*Preguntas de estudio*:
A) Según el texto sobre Ada Balcácer, ¿a qué tres cosas hay que asomarse "con tajante convicción"? Enumérelas todas.
B) Copie del texto sobre Ada Balcácer el fragmento que va desde "Usted debe tomar" hasta "de unos ojos.".

*Texto fuente*:

/---

Usted debe tomar ciertas precauciones antes de observar estas figuras saturadas, estos extrañamientos coloreados, como frases orgánicas que se rehacen en cadencias libres y viajan en la superficie del destello, en el espacio y la percepción del fuego primordial. Miramiento y cautela requerirá también frente al universo limpio y vertiginoso, ante el estallido poético y la toponimia incierta de unos paisajes descubiertos por el trémulo vaivén de unos ojos.

Será precisa, digamos, alguna dosis de prudencia para asomarse con tajante convicción a la sonoridad de estos símbolos, a la fragante transparencia, al suave arregosto de sus pigmentos. Le hará falta, de verdad, aproximarse a esa zona contigua entre claridad y sueño, entre realidad y sombra, y luego rasgar con su mirada el equilibrio de aquellos soles detenidos. Todo esto se lo recomiendo si acaso usted decidió sumergirse en esas placas de perpleja ecología que la pintora dominicana Ada Balcácer ha denominado Esculturas Vegetales.

\---

Registros de un conjunto de datos:
/---

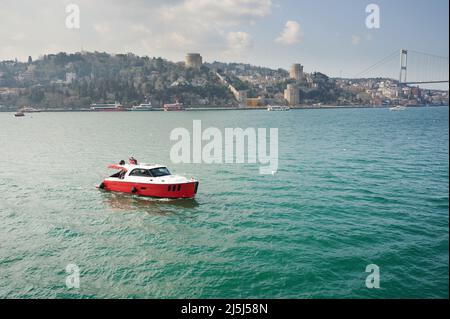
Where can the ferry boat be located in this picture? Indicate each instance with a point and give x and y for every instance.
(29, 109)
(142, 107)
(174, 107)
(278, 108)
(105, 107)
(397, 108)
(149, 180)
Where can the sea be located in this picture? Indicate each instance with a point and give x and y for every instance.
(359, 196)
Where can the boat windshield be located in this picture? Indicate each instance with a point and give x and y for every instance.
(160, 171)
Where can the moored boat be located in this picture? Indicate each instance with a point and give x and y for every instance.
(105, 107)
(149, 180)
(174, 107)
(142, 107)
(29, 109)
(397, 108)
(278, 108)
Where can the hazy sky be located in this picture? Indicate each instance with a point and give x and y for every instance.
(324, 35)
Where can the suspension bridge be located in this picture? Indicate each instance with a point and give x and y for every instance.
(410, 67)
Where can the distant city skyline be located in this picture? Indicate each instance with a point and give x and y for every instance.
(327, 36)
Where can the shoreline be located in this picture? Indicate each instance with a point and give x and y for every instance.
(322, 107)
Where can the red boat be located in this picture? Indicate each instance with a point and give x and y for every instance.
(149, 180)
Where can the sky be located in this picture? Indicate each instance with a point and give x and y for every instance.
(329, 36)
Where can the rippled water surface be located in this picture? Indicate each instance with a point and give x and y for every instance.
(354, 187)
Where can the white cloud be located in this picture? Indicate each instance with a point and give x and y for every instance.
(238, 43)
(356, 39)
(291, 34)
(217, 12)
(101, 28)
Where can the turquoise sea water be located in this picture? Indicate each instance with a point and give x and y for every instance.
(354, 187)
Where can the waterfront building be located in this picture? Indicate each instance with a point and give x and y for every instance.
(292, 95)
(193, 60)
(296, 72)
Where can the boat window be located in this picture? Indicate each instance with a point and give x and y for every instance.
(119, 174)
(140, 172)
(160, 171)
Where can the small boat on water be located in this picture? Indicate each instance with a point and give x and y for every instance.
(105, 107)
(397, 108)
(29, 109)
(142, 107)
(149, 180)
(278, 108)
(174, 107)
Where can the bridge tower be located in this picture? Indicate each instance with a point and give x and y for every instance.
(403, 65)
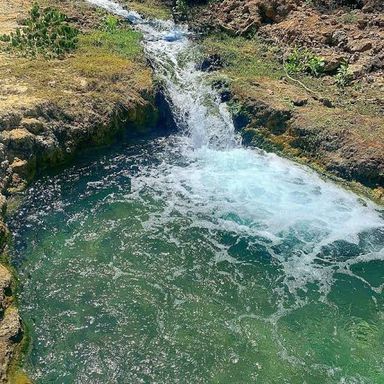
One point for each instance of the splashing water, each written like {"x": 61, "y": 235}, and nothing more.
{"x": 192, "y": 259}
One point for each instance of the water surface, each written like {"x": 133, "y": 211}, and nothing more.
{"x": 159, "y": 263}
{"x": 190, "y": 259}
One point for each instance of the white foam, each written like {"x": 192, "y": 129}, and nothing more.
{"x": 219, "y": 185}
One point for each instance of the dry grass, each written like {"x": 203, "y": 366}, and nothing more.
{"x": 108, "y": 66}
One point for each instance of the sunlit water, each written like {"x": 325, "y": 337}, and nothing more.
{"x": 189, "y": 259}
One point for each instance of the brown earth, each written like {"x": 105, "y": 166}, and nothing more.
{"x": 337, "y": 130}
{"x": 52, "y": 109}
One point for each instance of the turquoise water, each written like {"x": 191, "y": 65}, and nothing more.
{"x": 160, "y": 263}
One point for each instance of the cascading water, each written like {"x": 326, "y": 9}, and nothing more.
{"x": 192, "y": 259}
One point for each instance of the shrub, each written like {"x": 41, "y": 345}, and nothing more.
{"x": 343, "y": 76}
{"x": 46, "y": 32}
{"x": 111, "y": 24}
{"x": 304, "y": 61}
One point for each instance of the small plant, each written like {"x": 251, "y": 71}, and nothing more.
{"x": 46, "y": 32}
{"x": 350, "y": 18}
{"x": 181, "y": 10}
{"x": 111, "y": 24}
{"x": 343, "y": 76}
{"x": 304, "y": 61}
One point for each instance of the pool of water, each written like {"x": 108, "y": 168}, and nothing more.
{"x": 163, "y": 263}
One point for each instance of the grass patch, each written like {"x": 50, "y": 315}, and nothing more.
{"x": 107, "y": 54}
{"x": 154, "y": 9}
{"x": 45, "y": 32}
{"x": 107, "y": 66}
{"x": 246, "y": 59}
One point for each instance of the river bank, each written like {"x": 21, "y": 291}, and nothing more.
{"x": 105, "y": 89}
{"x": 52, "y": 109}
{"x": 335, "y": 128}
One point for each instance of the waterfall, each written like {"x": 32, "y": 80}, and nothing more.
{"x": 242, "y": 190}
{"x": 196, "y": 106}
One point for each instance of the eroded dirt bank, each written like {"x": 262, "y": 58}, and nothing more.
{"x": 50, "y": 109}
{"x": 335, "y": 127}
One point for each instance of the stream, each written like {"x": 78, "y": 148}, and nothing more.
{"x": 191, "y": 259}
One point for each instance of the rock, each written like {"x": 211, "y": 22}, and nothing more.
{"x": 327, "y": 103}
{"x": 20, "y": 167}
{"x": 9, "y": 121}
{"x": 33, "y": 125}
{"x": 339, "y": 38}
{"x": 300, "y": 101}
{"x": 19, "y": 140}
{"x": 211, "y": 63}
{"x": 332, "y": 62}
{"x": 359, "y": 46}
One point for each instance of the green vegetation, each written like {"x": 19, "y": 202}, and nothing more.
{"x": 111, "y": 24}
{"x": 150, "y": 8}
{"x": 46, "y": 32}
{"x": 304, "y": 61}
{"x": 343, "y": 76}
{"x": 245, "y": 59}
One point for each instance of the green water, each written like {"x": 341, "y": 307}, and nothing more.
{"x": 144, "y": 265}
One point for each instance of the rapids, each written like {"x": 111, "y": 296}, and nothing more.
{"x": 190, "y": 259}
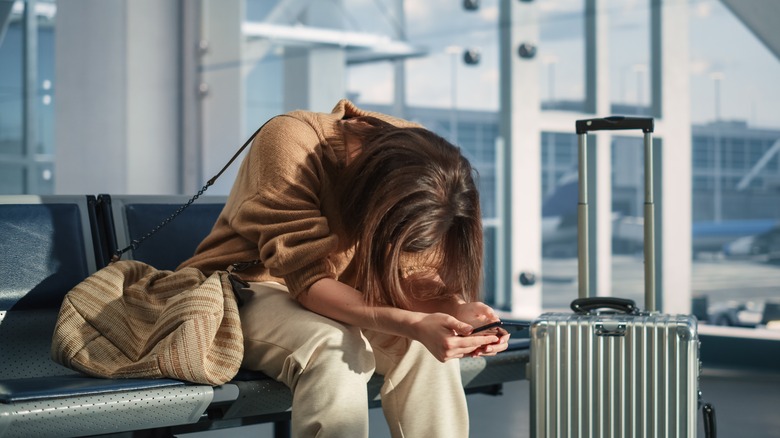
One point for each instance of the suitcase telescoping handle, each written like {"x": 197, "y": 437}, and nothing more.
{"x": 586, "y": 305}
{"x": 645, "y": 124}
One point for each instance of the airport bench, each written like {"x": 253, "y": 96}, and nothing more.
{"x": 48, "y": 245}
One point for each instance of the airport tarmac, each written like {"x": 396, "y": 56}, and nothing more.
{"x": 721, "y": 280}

\---
/---

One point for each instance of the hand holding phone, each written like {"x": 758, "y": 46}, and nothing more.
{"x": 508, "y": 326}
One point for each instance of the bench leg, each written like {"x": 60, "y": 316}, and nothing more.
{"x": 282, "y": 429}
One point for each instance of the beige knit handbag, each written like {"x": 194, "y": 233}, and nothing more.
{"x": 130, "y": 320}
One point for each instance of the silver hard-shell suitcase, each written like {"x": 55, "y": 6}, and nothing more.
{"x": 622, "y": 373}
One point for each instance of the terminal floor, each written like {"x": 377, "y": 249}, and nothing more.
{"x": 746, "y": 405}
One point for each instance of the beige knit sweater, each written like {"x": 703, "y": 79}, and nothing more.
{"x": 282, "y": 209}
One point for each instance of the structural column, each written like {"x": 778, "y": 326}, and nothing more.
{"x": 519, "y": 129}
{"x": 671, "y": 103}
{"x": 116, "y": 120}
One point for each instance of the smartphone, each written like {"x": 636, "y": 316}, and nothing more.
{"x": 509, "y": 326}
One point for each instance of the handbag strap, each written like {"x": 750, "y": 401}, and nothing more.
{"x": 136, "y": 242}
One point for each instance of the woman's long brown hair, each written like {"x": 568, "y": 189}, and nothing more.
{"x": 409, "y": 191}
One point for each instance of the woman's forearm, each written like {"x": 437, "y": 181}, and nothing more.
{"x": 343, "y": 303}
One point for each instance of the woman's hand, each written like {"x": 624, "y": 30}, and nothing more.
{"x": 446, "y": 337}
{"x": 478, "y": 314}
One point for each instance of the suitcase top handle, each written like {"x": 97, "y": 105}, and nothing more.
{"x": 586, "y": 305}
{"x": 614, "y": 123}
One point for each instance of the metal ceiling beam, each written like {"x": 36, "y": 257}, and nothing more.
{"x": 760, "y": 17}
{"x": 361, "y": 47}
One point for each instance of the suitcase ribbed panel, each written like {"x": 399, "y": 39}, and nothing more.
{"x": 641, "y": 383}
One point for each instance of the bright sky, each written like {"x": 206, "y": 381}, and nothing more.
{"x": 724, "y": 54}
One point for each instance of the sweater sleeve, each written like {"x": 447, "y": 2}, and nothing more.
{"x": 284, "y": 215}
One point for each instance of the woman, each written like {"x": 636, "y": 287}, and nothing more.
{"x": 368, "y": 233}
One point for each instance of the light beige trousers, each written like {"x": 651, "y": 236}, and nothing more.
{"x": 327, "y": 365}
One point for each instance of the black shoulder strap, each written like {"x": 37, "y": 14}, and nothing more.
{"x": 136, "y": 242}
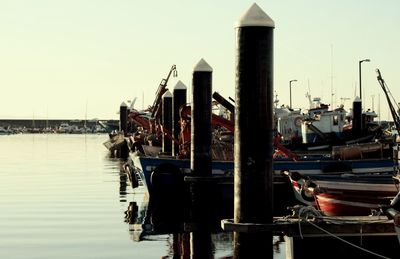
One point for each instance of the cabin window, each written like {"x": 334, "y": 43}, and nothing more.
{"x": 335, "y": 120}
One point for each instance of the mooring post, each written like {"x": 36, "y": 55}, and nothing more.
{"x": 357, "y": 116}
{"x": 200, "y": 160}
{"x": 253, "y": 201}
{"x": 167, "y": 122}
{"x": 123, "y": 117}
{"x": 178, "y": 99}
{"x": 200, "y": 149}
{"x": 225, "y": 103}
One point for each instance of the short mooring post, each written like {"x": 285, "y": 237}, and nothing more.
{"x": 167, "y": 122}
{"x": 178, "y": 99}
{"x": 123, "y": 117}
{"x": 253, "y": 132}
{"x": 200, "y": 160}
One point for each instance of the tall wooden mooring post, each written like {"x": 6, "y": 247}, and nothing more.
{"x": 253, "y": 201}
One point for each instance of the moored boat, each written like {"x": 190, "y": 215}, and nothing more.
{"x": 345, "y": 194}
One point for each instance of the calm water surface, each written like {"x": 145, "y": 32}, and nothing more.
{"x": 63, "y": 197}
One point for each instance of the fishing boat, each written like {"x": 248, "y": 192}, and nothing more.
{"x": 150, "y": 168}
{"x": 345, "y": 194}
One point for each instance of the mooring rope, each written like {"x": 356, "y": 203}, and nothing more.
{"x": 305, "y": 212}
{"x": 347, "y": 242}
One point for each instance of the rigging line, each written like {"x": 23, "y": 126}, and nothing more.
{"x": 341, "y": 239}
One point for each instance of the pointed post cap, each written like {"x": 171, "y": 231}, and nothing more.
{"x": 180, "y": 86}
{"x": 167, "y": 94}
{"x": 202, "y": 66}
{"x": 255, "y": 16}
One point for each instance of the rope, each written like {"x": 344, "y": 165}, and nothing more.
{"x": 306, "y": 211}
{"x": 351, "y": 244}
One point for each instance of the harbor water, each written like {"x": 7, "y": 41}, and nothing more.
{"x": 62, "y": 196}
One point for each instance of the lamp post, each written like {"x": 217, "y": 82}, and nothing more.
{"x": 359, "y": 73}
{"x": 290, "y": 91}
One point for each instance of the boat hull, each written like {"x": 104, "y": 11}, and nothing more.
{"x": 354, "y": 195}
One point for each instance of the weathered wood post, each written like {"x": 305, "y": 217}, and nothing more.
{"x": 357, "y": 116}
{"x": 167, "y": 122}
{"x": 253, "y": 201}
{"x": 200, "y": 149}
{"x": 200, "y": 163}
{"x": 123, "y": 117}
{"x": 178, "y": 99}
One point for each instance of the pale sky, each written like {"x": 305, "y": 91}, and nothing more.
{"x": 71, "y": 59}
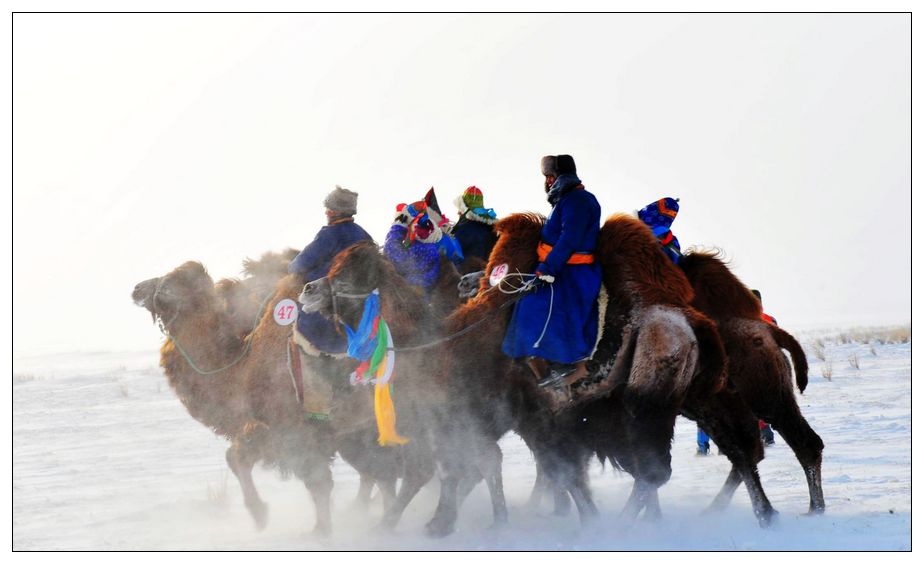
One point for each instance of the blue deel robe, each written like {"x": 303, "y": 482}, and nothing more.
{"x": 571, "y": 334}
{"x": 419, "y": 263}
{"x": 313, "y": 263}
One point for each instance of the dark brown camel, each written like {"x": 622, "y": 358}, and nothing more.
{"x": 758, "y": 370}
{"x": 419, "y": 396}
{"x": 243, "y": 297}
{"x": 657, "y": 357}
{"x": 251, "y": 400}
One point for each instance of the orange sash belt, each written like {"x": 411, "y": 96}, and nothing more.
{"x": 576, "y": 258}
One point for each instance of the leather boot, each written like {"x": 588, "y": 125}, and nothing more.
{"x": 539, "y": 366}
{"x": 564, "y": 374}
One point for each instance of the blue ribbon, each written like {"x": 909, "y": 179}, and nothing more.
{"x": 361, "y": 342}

\---

*Respuestas*:
A) La sonoridad de estos símbolos; la fragante transparencia; el suave arregosto de sus pigmentos.

B)
Usted debe tomar ciertas precauciones antes de observar estas figuras saturadas, estos extrañamientos coloreados, como frases orgánicas que se rehacen en cadencias libres y viajan en la superficie del destello, en el espacio y la percepción del fuego primordial. Miramiento y cautela requerirá también frente al universo limpio y vertiginoso, ante el estallido poético y la toponimia incierta de unos paisajes descubiertos por el trémulo vaivén de unos ojos.